* [Task description]
Rewrite everything from the row containing "If you could pin the brick" down to the row containing "If you could pin the air", both ends included and the requests kept as they are. Raise both numbers of every coordinate pair in the answers by 150, and leave out all other rows.

* [Recorded data]
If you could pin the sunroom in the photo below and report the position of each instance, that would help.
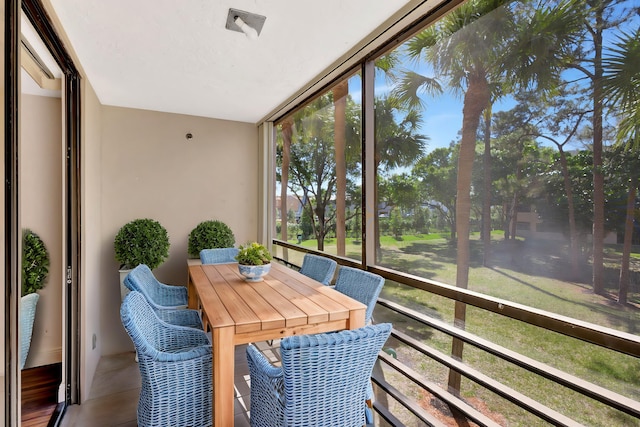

* * *

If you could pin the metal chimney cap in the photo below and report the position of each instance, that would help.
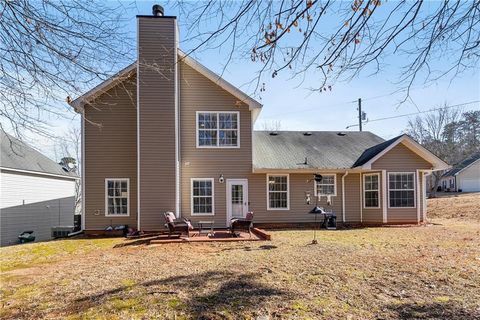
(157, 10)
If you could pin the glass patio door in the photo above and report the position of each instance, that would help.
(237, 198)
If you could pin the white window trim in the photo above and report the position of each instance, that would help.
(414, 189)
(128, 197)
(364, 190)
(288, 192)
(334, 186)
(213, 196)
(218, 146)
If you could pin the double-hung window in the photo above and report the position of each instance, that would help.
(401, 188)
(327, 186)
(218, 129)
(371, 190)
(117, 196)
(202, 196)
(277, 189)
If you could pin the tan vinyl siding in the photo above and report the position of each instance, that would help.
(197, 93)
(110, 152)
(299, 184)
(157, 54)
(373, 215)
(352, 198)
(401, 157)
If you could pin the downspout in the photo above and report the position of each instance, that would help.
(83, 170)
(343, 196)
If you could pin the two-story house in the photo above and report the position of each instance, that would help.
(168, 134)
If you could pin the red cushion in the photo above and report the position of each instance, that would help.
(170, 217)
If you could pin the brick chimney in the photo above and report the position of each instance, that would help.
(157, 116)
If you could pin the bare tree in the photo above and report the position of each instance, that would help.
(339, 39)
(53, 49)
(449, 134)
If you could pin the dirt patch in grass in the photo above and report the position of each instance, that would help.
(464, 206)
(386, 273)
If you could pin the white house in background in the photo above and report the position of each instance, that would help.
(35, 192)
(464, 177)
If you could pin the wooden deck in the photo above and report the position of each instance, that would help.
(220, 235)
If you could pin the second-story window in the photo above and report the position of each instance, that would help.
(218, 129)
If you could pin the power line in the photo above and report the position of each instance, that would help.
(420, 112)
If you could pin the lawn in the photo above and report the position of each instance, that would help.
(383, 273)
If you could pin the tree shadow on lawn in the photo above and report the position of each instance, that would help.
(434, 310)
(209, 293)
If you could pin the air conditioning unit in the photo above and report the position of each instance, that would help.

* [The completed task]
If you could pin the brick chimney in the photo above and report the position of each instance, that would help.
(307, 266)
If you could pin the bare tree in the photo above and report the position of each instance, that would help.
(489, 189)
(203, 199)
(599, 284)
If you could pin the dirt patch in grass in the photo above and report the position of each instance, that would help.
(614, 356)
(536, 423)
If you could pin the white house in background in the photo above and report the position of each instance, that would help.
(185, 342)
(614, 327)
If you could pin the wooden deck in the photo above and report the position of each instance, that would help.
(370, 385)
If you could pin the second-story window in the photo above and report the position of each instance, that would help.
(368, 279)
If you could pin the power line in the photo above and report the position of each instance, that would help.
(570, 262)
If you could pin the lawn in the photo above and report the position of each instance, that would help.
(533, 423)
If you could pin the tree shadow on lawn in the photo above and report the position of each instance, that would help.
(584, 460)
(359, 443)
If you could pin the air conditioning unit in the photo above and report the position of each instance, that would help.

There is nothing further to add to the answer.